> [WORK INSTRUCTIONS]
- A) Summarize the passage on Medicare coinsurance and copays in two sentences.
- B) Write a continuation of the passage on Medicare coinsurance and copays, starting after its final sentence.

> [PROVIDED PASSAGE]
▬▬▬▬▬▬

What is Medicare Coinsurance?
Coinsurance is your share of a covered health care expense and it is usually expressed as a percentage. For example, under Part B, Medicare typically pays 80% of covered charges and you pay 20% of the Medicare allowable amount for that service.
Part A coinsurance is a fixed dollar amount for covered inpatient days. You pay nothing for the first 60 days in a benefit period. You then pay $329 per day for days 61 through 90, and $658 per day from day 91 until you’ve exhausted your lifetime reserve days. (You’ll get 60 lifetime reserve days over the course of your life). After you use those days up, you pay the full cost of your inpatient care.
A Medigap plan, however, will give 365 additional days of coverage in the hospital.
What is a Medicare Copay?
A Medicare copay is the fixed dollar amounts that you pay for a healthcare service, regardless of what the provider charges. It is not based on a percentage of your bill for that visit. (In some cases, you may still have to pay a coinsurance amount in addition to your copayment, depending on your plan benefits, but this is not common.)
Copays may or may not count toward your annual plan deductible if you have one, but they do count toward your maximum out-of-pocket limit.

▬▬▬▬▬▬

> [DATA EXTRACTS]

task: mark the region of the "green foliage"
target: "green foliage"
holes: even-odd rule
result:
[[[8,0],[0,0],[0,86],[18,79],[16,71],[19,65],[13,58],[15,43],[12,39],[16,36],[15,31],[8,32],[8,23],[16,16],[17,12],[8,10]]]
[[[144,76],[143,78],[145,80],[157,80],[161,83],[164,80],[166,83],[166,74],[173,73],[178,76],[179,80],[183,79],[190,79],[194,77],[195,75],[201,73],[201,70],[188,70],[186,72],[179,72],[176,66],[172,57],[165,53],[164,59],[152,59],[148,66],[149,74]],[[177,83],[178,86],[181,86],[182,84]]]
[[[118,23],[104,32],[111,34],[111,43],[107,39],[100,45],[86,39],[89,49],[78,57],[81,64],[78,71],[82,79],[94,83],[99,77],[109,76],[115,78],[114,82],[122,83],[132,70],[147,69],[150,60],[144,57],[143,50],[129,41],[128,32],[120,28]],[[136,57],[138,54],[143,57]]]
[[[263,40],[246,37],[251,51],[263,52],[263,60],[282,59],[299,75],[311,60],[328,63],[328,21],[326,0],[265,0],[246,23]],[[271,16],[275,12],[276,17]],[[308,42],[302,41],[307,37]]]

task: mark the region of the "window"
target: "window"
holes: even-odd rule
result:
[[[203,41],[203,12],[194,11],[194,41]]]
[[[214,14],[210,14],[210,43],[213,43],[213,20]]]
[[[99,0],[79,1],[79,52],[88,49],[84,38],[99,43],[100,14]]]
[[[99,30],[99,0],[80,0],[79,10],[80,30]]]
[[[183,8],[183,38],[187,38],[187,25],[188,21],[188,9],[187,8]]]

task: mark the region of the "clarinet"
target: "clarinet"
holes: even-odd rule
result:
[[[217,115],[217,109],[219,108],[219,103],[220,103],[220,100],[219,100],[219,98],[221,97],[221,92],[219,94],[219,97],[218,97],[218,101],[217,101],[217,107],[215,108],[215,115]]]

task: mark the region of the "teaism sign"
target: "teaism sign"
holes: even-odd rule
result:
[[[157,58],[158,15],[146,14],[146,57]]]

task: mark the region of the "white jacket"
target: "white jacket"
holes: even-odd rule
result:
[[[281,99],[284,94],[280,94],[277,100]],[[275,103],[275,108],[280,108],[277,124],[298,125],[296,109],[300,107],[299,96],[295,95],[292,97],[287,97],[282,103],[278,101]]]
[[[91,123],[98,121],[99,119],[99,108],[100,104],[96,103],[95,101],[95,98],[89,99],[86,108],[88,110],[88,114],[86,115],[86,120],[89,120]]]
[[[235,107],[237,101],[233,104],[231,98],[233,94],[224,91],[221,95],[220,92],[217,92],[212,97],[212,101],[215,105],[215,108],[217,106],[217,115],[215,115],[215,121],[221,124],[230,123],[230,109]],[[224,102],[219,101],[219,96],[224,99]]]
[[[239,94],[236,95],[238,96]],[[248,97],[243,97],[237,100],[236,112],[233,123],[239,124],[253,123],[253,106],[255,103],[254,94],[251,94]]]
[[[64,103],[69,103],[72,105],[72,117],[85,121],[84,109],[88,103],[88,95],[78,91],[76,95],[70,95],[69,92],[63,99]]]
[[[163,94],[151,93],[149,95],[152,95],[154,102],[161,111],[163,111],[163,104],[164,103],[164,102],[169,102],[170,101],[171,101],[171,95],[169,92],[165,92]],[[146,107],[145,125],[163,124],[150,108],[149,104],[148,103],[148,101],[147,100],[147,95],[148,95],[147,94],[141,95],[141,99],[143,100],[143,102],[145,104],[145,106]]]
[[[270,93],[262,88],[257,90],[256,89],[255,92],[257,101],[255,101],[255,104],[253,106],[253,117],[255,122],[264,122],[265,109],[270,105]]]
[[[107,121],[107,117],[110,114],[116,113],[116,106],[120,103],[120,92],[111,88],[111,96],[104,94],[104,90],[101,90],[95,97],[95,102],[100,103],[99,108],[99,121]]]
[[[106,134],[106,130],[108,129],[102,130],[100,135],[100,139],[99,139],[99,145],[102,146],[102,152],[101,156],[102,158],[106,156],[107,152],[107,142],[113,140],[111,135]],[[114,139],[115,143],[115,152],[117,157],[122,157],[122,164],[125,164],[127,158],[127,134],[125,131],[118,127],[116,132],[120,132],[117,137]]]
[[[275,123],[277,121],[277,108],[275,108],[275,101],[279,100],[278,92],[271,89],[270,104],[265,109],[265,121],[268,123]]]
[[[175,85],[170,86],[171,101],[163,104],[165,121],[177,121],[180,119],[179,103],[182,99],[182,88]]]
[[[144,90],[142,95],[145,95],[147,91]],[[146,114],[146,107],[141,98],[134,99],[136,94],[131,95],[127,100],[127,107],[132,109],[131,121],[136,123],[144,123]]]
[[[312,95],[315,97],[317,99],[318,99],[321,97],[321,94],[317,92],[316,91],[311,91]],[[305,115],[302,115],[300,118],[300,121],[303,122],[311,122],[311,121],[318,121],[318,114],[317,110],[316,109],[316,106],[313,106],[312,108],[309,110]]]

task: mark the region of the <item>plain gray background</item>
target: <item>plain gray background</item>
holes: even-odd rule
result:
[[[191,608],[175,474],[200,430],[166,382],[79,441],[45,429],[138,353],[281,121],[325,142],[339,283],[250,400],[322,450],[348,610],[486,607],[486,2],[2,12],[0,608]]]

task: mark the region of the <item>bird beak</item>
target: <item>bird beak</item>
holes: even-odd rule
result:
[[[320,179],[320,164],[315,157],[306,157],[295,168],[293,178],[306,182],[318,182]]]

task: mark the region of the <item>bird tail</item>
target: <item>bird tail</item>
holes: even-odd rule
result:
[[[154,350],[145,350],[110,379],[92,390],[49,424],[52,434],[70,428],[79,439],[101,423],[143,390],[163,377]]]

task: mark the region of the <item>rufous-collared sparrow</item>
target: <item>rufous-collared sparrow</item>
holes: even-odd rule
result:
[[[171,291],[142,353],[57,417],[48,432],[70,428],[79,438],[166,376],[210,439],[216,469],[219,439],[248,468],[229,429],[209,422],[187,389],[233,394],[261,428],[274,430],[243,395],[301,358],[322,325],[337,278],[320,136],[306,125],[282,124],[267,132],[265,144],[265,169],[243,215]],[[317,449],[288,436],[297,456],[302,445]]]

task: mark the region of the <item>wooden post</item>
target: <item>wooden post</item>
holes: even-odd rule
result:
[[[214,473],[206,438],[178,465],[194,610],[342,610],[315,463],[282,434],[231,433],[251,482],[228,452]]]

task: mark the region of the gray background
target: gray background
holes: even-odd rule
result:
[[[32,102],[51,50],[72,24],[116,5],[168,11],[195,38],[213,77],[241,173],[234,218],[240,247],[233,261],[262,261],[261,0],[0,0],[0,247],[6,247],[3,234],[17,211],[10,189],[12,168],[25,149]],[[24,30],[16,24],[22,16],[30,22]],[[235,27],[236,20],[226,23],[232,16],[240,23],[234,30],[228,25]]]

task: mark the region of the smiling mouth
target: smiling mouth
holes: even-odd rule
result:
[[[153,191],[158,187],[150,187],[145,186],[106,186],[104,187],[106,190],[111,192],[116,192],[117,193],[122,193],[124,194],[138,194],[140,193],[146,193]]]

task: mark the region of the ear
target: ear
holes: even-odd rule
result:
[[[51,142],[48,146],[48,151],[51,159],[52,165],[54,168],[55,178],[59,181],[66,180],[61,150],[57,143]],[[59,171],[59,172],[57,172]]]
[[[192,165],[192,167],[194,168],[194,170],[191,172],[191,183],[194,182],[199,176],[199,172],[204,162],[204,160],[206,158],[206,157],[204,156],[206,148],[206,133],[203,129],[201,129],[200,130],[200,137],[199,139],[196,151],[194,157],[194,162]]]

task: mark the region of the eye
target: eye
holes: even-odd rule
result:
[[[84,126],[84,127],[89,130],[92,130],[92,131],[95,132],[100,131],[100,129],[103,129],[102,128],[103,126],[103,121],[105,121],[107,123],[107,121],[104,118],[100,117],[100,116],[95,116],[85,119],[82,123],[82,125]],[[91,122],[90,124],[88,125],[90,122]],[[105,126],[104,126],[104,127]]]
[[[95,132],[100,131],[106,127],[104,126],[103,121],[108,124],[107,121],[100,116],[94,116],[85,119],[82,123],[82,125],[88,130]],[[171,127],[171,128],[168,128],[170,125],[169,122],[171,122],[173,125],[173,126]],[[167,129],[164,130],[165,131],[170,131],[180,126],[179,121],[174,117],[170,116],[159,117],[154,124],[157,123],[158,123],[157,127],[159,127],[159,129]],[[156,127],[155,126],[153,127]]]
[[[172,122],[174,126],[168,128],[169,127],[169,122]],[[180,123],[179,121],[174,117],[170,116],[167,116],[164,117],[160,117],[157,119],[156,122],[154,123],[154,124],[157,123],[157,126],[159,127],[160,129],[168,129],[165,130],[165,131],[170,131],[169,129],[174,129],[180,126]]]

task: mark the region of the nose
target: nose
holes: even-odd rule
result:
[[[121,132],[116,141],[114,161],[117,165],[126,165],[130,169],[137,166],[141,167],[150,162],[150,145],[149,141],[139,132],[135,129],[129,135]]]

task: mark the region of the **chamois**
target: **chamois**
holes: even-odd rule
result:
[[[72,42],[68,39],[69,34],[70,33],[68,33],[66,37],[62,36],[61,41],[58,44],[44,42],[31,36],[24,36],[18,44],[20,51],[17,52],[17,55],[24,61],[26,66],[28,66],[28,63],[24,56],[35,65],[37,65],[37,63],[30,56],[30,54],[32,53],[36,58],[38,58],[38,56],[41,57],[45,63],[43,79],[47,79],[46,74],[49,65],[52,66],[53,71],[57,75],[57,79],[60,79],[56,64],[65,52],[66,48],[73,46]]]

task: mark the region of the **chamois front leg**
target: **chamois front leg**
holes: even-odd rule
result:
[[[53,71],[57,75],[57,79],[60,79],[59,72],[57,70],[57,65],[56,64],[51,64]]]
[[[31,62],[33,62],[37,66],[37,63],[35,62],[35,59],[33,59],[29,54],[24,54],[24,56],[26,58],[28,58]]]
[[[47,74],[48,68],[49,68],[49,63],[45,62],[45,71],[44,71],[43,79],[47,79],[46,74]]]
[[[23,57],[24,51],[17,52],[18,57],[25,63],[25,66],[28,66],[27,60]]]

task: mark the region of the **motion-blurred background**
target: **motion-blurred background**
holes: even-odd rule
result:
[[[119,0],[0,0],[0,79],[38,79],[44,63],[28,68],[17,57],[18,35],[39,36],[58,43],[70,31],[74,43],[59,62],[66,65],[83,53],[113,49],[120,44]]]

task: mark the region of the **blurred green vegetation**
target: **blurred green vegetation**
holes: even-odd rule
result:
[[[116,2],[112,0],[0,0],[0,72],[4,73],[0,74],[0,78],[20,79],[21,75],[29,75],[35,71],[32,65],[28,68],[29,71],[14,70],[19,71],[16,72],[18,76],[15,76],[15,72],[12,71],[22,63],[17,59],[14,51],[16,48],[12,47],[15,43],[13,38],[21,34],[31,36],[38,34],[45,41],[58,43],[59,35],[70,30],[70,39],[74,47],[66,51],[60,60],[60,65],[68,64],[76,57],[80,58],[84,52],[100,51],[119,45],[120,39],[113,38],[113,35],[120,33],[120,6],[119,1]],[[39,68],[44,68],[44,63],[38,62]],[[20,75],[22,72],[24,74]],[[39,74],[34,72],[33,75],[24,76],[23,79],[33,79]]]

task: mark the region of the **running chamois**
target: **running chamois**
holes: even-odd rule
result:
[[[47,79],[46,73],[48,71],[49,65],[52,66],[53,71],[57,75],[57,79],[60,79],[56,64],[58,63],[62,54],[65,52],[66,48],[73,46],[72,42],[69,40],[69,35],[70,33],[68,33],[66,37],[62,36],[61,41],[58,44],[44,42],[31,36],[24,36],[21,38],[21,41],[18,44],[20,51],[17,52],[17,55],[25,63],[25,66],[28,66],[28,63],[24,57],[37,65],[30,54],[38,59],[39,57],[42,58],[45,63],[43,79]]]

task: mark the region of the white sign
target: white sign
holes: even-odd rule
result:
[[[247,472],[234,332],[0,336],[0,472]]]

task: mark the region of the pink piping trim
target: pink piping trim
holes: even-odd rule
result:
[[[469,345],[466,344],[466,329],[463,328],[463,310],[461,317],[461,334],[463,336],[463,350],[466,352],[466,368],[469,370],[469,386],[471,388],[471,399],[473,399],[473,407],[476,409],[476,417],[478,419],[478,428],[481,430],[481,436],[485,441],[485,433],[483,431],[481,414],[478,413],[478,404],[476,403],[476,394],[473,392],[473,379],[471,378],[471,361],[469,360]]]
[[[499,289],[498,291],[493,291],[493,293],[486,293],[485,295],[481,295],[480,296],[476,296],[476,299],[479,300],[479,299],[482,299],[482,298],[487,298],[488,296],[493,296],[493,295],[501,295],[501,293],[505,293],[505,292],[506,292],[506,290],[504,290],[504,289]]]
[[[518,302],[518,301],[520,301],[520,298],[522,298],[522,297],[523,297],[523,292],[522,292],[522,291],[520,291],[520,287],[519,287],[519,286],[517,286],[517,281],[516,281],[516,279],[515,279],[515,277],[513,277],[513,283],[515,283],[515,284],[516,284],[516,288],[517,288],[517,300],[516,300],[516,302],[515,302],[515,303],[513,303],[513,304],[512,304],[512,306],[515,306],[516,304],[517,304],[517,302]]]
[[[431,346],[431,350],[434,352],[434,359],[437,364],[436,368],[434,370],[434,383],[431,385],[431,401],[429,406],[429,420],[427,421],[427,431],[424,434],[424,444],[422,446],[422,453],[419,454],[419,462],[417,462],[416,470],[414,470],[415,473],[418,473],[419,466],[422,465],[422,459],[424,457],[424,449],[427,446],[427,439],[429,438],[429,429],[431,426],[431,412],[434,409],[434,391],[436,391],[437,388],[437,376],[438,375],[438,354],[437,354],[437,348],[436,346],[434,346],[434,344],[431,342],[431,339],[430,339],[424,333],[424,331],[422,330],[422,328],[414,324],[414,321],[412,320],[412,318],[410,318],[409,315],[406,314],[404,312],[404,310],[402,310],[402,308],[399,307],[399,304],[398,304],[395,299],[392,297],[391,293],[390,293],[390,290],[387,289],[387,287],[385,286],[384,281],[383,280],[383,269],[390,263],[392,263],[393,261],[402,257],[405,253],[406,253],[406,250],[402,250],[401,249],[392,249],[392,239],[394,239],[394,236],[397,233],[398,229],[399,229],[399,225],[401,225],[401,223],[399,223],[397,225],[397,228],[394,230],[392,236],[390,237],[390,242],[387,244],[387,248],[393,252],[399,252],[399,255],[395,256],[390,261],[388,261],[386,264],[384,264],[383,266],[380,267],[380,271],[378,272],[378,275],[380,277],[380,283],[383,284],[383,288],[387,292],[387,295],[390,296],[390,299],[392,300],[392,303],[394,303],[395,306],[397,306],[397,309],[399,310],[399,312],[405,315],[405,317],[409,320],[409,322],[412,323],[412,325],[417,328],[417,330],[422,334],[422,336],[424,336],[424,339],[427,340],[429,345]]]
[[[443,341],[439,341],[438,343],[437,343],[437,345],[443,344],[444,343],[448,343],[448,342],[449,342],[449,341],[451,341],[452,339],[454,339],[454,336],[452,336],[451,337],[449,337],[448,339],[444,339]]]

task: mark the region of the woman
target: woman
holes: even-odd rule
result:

▬▬▬▬▬▬

> [ACTIVITY ANSWERS]
- A) Coinsurance is your share of a covered health care expense, usually a percentage such as the 20% you pay under Part B, while Part A coinsurance is a fixed dollar amount for covered inpatient days after the first 60 in a benefit period. A Medicare copay is a fixed dollar amount paid for a healthcare service regardless of what the provider charges, and copays count toward your maximum out-of-pocket limit.

- B)
Most Medicare Advantage managed care plans use a copay method of cost-sharing. You may be asked to pay $10 or $20 each time you visit the doctor, or $50 each time you go to the emergency room. Each plan sets their own copay amounts which you can find in the plan’s Summary of Benefits. You usually pay your Medicare copay at the time of service.
Part D prescription drug plans also frequently use a copay system. Some plans use a “tiered” copay schedule, in which cheaper drugs and generics have a lower copayment and more expensive drugs have a higher copayment.
What is the Medicare Maximum Out-of-Pocket Limit?
When health insurance plans talk about a maximum out-of-pocket limit, it refers to a dollar amount beyond which the plan pays 100% of covered health care costs. Generally, your copayments and coinsurance amounts contribute to the maximum out-of-pocket limit. Premiums, however, do not.
Under Original Medicare (Part A and Part B), there is no out-of-pocket maximum. You are responsible for all of your required coinsurance amounts, which is why having only Original Medicare is not enough. You need additional coverage to prevent catastrophic spending in the even of a major illness.
If you have a Medigap plan, your out-of-pocket costs for covered health care services are likely to be quite small, since these plans are designed to pay all or part of your deductibles and coinsurance amounts under Part A and Part B.
All insurance companies offering Medicare Advantage plans must include a maximum out-of-pocket limit for their members. This can vary depending on the plan you choose. However, the federal government does set a maximum each year, which is $6,700. No plan can set an out-of-pocket maximum higher than that.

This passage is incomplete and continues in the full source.